■ **DOCUMENTO**:
########################################
De modo que no estamos ante un problema de reconocimiento de derechos, sino de caprichos. Son cosas distintas. Además, si admitimos que esos caprichos pueden equipararse a unos “derechos subjetivos”, eso nos obliga a tener también en cuenta los derechos subjetivos de los viandantes que se topen con el tipo en pelotas. Sí, las reglas del juego deben ser las mismas para las dos partes, de manera que, mira por dónde, hemos abandonado el terreno de la tan cacareada objetividad como criterio decisional último.

Bienvenidos, por tanto, al universo de la “razón subjetiva”. Esto es, bienvenidos al reino del buen o mal gusto, variable que, tras el razonamiento seguido, podemos emplear sin complejos como moneda de cambio argumentativa. En el caso del nudismo urbano, es difícil encontrar entre quienes lo practican otra motivación que no sea una combinación, en las proporciones que sea, de exhibicionismo por un lado y naturismo militante por otro. En este sentido, los que salen a practicar senderismo en pelotas me parecen más serios, pues ahí predomina sin duda el componente naturista, y es que la actividad no parece demasiado rentable para quienes tengan como prioridad el exhibicionismo/activismo. 

En cuanto a los “espectadores”, conviene analizar sobre todo el impacto especial que ha supuesto para ellos ver a tipos desnudos montados en bici.  De entrada, no me parece casualidad que se haya elegido la bicicleta para exhibir la desnudez: son dos formas de exhibicionismo en el contexto urbano, de modo que su yuxtaposición había de tener por fuerza un efecto sinérgico de altivez: desde la mayor altura y velocidad de la bici, desde la provocación inherente a la desnudez misma. (A modo de paréntesis: http://tinyurl.com/67et4gl).  Pero es que además ahí entra en juego lo que los anglófonos llaman el yuck factor (factor asco), que en este caso consistiría en una peculiar repugnancia al ver o adivinar el miembro viril cayendo lateralmente por el sillín, peligrosamente cercano a los ejes en movimiento de las ruedas, a los pedales, al duro asfalto, a cualquier impacto. Y eso, atención, es una reacción instintiva atribuible a la empatía del ser humano, no el producto de una educación autoritaria o de cualquier otra causa ambientalista.  Contribuye también al factor asco, sin ninguna duda, la sospecha de que el sillín estará impregnado de un sudor perineal fuertemente contaminado por los orificios cercanos.  Como contraposición, la estampa de una mujer desnuda sentada en un banco y leyendo tranquilamente el periódico puede tener valor artístico, y creo que esta opinión la suscribirían por igual hombres y mujeres.

Otro detalle nada desdeñable es que caminar desnudo por la calle es algo voluntario, mientras que los efectos que ello cause entre los demás, en forma ya sea de indignación moral, de asco o de ambas cosas (al fin y al cabo, la primera deriva muchas veces de lo segundo, por razones evolutivas) serán involuntarios. Nos encontramos por consiguiente ante un caso típico de externalización del coste de la propia conducta. Y aquí es donde parece oportuno retomar el discurso “racional”, ahora como árbitro de las subjetividades enfrentadas.
########################################
■ **ENUNCIADO DEL EJERCICIO 1**: Reúne todas las líneas de las entradas que aparecen más abajo en las que figure la palabra "forested".

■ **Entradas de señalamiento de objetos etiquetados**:
########################################
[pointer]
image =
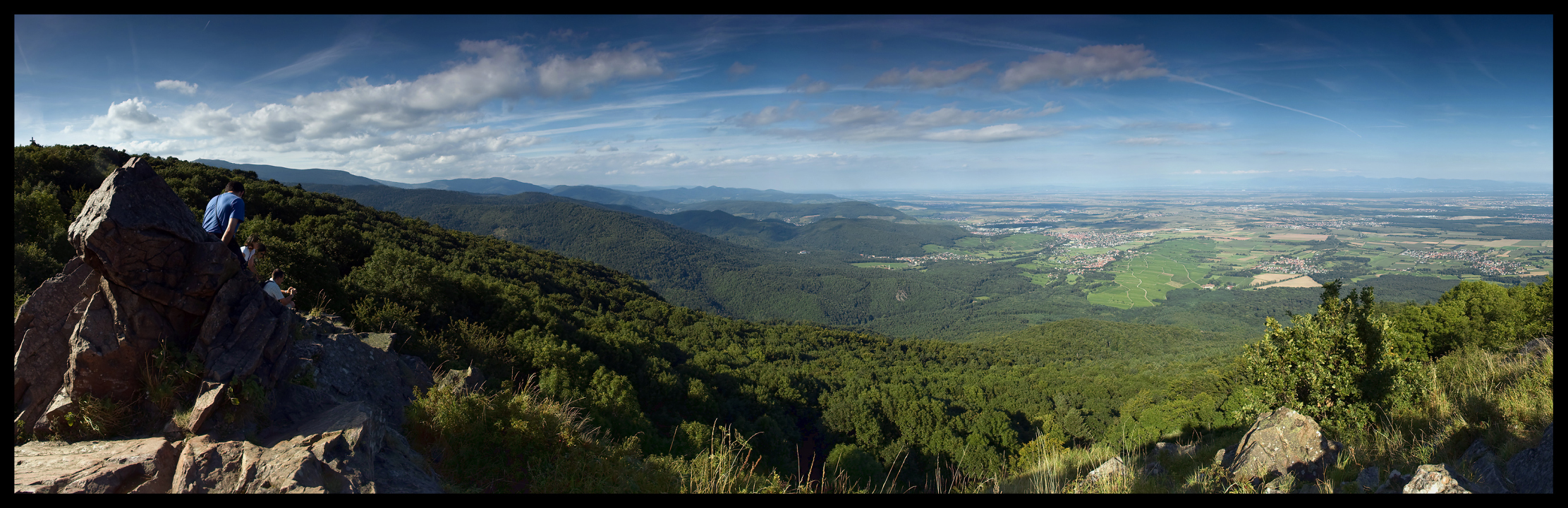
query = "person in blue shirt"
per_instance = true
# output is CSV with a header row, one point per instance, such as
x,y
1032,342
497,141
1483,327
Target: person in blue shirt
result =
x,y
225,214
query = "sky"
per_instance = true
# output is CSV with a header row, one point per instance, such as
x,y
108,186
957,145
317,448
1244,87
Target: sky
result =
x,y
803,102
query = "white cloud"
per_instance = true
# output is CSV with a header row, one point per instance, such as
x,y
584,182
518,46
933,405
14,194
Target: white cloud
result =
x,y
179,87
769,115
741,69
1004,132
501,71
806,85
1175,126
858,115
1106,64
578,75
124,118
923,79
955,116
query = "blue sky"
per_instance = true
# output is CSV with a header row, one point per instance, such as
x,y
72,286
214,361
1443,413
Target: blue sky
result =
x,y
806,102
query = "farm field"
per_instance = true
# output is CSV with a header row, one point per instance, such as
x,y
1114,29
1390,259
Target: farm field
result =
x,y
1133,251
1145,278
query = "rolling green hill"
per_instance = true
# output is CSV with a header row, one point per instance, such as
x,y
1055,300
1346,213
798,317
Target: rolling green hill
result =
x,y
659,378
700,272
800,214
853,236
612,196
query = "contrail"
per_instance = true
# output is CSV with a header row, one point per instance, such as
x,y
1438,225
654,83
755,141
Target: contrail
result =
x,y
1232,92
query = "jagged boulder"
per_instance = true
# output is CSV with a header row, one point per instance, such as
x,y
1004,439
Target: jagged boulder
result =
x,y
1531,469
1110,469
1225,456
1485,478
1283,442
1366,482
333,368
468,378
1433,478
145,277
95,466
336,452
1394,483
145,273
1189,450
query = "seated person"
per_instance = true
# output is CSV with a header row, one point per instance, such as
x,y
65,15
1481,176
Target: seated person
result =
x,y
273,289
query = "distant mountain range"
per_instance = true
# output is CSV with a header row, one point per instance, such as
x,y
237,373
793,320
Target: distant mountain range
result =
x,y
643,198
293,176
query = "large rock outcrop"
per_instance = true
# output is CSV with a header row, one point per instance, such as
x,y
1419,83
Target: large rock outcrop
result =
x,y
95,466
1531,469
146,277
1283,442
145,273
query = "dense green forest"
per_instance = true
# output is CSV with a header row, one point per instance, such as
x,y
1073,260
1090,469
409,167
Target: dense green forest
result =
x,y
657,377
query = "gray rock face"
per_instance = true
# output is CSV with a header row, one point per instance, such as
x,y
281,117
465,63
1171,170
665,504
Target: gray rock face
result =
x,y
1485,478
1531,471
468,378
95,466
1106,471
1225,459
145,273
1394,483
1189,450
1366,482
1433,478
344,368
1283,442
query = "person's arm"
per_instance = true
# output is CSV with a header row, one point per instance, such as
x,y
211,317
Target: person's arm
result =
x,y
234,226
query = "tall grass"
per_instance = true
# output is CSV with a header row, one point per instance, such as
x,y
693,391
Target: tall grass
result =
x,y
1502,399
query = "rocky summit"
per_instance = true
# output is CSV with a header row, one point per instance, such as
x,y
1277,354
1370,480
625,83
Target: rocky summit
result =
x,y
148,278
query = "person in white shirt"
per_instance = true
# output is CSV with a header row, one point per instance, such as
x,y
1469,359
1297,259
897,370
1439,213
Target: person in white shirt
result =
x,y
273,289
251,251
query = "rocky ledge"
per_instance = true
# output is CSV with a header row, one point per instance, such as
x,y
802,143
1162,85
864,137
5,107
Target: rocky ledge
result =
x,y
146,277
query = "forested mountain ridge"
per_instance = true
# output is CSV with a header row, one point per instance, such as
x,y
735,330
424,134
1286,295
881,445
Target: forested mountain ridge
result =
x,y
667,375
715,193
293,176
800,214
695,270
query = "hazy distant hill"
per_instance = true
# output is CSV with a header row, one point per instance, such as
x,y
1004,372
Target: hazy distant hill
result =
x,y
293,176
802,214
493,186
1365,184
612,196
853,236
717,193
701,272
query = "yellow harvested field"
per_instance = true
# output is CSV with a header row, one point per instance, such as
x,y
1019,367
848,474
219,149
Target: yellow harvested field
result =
########################################
■ **ENUNCIADO DEL EJERCICIO 2**: Vuelve a escribir, sin cambiar nada, el fragmento del texto sobre el nudismo urbano que va desde "De modo que no" hasta "criterio decisional último.", ambos incluidos.

■ **SOLUCIÓN REDACTADA 1**:
query = "forested mountain ridge"
Target: forested mountain ridge

■ **SOLUCIÓN REDACTADA 2**:
De modo que no estamos ante un problema de reconocimiento de derechos, sino de caprichos. Son cosas distintas. Además, si admitimos que esos caprichos pueden equipararse a unos “derechos subjetivos”, eso nos obliga a tener también en cuenta los derechos subjetivos de los viandantes que se topen con el tipo en pelotas. Sí, las reglas del juego deben ser las mismas para las dos partes, de manera que, mira por dónde, hemos abandonado el terreno de la tan cacareada objetividad como criterio decisional último.